### 网页
---------------
不幸的是，我在计算损失函数的全局灵敏度时收到一条错误消息：

lap_noise1=np.random.laplace(loc=0.0, scale=(sen[0]/epsilon), size=(tf.shape(x)[0], img_size_cropped*img_size_cropped*num_channels))

错误消息：

InvalidArgumentError (see above for traceback): You must feed a value for placeholder tensor 'x' with dtype float

详细的错误消息如下所示：

Loading data: /tmp/cifar10_data\cifar-10-batches-py/data_batch_2
Loading data: /tmp/cifar10_data\cifar-10-batches-py/data_batch_3
Loading data: /tmp/cifar10_data\cifar-10-batches-py/data_batch_4
Loading data: /tmp/cifar10_data\cifar-10-batches-py/data_batch_5
Loading data: /tmp/cifar10_data\cifar-10-batches-py/test_batch
Size of:
- Training-set:     50000
- Test-set:     10000
E c:\tf_jenkins\home\workspace\release-win\device\cpu\os\windows\tensorflow\core\framework\op_kernel.cc:943] OpKernel ('op: "BestSplits" device_type: "CPU"') for unknown op: BestSplits
E c:\tf_jenkins\home\workspace\release-win\device\cpu\os\windows\tensorflow\core\framework\op_kernel.cc:943] OpKernel ('op: "CountExtremelyRandomStats" device_type: "CPU"') for unknown op: CountExtremelyRandomStats
E c:\tf_jenkins\home\workspace\release-win\device\cpu\os\windows\tensorflow\core\framework\op_kernel.cc:943] OpKernel ('op: "FinishedNodes" device_type: "CPU"') for unknown op: FinishedNodes
E c:\tf_jenkins\home\workspace\release-win\device\cpu\os\windows\tensorflow\core\framework\op_kernel.cc:943] OpKernel ('op: "GrowTree" device_type: "CPU"') for unknown op: GrowTree
E c:\tf_jenkins\home\workspace\release-win\device\cpu\os\windows\tensorflow\core\framework\op_kernel.cc:943] OpKernel ('op: "ReinterpretStringToFloat" device_type: "CPU"') for unknown op: ReinterpretStringToFloat
E c:\tf_jenkins\home\workspace\release-win\device\cpu\os\windows\tensorflow\core\framework\op_kernel.cc:943] OpKernel ('op: "SampleInputs" device_type: "CPU"') for unknown op: SampleInputs
E c:\tf_jenkins\home\workspace\release-win\device\cpu\os\windows\tensorflow\core\framework\op_kernel.cc:943] OpKernel ('op: "ScatterAddNdim" device_type: "CPU"') for unknown op: ScatterAddNdim
E c:\tf_jenkins\home\workspace\release-win\device\cpu\os\windows\tensorflow\core\framework\op_kernel.cc:943] OpKernel ('op: "TopNInsert" device_type: "CPU"') for unknown op: TopNInsert
E c:\tf_jenkins\home\workspace\release-win\device\cpu\os\windows\tensorflow\core\framework\op_kernel.cc:943] OpKernel ('op: "TopNRemove" device_type: "CPU"') for unknown op: TopNRemove
E c:\tf_jenkins\home\workspace\release-win\device\cpu\os\windows\tensorflow\core\framework\op_kernel.cc:943] OpKernel ('op: "TreePredictions" device_type: "CPU"') for unknown op: TreePredictions
E c:\tf_jenkins\home\workspace\release-win\device\cpu\os\windows\tensorflow\core\framework\op_kernel.cc:943] OpKernel ('op: "UpdateFertileSlots" device_type: "CPU"') for unknown op: UpdateFertileSlots
Traceback (most recent call last):
  File "C:\Users\Lee Janice\AppData\Local\Programs\Python\Python35\lib\site-packages\tensorflow\python\client\session.py", line 1022, in _do_call
    return fn(*args)
---------------
指向数据集中的条目:
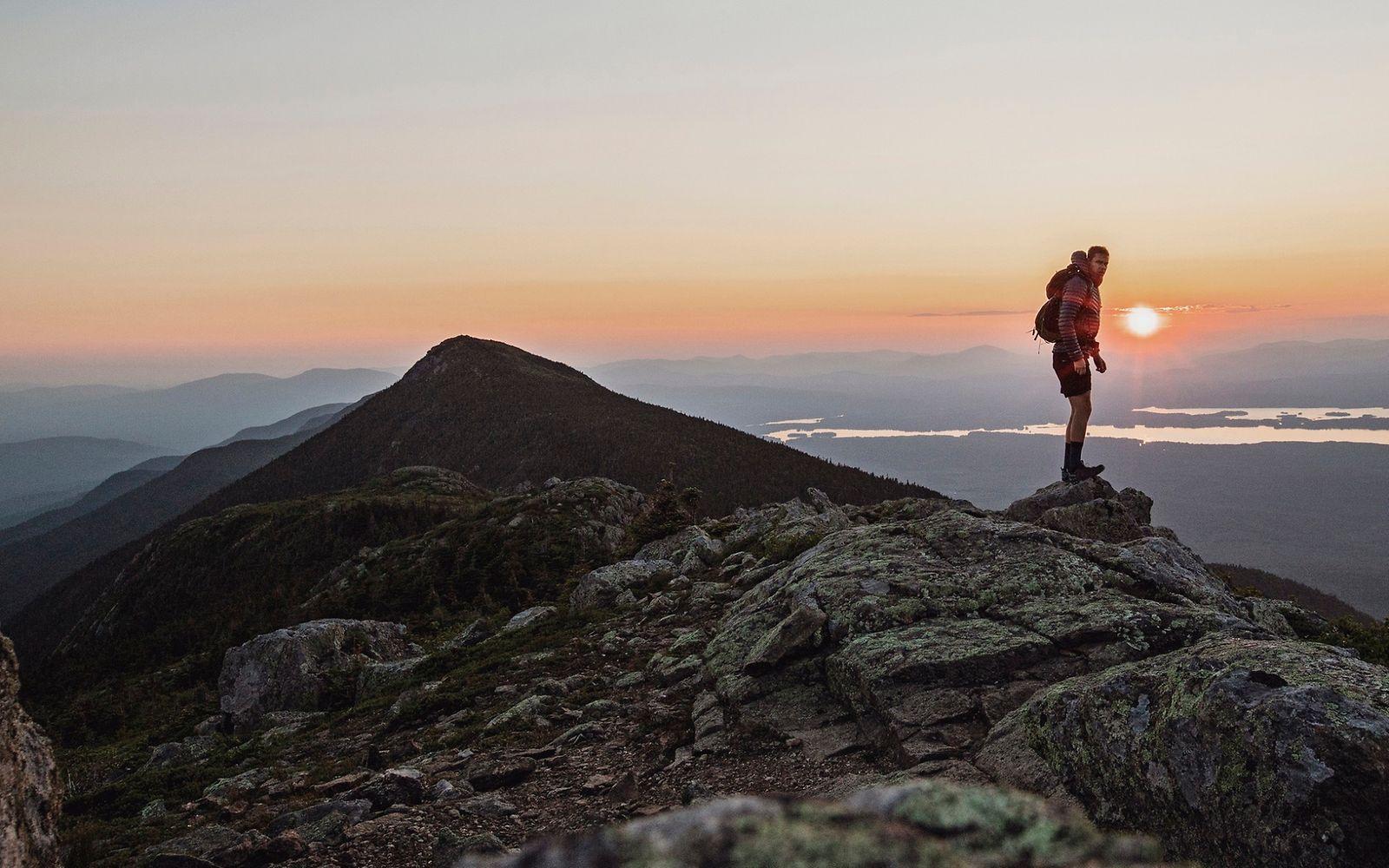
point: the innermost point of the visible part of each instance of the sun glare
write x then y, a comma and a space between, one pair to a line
1142, 321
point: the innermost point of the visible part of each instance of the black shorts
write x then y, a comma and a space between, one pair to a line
1073, 384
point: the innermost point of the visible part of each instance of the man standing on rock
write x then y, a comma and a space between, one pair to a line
1080, 326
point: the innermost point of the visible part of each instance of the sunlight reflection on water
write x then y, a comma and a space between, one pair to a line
1208, 437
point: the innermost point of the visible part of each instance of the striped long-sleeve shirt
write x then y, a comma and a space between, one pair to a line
1080, 317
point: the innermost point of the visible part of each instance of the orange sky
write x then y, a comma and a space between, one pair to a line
352, 185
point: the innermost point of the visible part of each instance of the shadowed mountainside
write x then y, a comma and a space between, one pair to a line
481, 407
30, 566
504, 416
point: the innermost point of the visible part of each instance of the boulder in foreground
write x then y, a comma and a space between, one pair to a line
30, 789
1238, 752
303, 667
924, 824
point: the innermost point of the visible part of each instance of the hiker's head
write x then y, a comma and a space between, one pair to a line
1099, 261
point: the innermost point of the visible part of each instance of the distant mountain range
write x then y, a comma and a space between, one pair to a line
43, 472
180, 418
127, 506
495, 413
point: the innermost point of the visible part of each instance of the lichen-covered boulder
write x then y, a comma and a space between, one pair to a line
930, 631
618, 583
1238, 752
928, 824
528, 617
1090, 510
30, 788
306, 667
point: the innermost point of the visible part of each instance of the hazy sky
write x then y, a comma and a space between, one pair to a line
192, 187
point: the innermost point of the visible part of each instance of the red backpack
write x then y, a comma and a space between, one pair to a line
1046, 324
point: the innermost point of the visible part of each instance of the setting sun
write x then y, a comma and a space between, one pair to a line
1142, 321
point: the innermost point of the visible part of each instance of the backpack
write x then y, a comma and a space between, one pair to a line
1046, 326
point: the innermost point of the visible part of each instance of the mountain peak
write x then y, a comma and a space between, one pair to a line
484, 358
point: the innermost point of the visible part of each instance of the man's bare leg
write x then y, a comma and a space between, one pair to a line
1080, 418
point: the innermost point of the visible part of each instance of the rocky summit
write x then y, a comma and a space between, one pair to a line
583, 674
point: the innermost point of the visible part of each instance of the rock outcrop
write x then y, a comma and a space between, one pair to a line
763, 668
305, 667
928, 824
30, 788
1236, 752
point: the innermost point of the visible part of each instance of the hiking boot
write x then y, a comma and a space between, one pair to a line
1083, 472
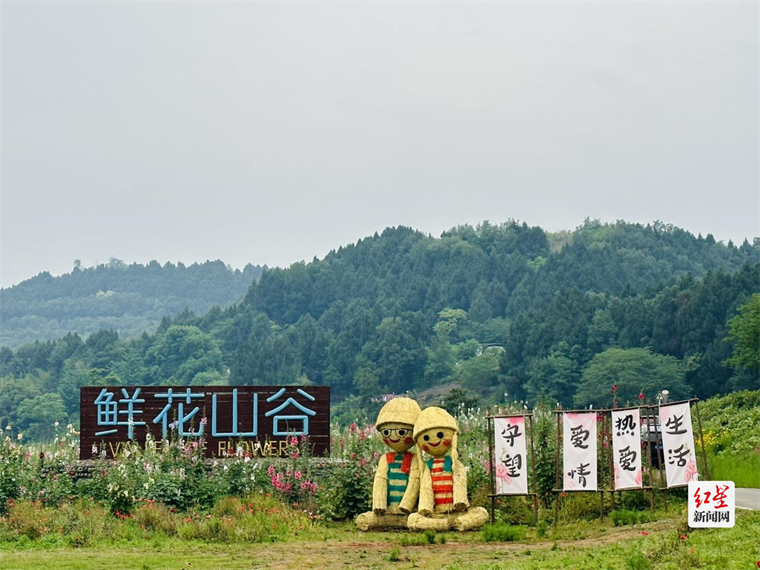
---------------
### 任务
请把网页中以“不幸的是”开头的那段话改写得更简短，并保留其主要信息。 这些资料与网页内容无关。

### 参考答案
我在计算损失函数的全局灵敏度时收到了错误消息。